Itens de origem
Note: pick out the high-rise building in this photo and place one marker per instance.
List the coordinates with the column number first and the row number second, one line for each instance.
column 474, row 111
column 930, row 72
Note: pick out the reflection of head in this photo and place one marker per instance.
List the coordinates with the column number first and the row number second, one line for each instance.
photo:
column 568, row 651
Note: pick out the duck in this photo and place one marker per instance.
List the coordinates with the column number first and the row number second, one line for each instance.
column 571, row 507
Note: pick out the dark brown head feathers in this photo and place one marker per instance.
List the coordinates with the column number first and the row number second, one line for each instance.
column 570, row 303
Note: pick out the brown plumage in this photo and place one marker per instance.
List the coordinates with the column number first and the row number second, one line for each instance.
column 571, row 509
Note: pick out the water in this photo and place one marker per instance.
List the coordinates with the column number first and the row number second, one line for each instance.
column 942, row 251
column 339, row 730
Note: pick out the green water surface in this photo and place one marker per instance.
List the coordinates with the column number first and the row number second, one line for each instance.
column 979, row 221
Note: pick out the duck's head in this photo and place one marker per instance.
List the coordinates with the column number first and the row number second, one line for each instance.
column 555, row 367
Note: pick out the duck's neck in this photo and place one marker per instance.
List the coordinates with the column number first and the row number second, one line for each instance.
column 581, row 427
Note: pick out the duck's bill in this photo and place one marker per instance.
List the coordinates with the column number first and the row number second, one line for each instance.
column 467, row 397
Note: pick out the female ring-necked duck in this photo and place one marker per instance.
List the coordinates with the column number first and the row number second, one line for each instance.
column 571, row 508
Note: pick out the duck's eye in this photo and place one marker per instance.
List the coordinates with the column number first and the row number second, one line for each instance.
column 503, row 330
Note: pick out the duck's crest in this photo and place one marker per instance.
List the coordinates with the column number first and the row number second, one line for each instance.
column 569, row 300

Tarefa a fazer: Coloque em um CSV de duas colunas, chamadas "texto" e "resposta", os itens que vão da linha com "Note: pick out the green" até a linha com "column 979, row 221", incluindo as duas, com uma linha por item. Cada coluna deve vir em um único campo entre aspas, com as quebras de linha trocadas por espaços.

Tarefa concluída:
texto,resposta
"Note: pick out the green water surface in this photo and place one marker per instance. List the coordinates with the column number first and the row number second, one line for each instance.","column 979, row 221"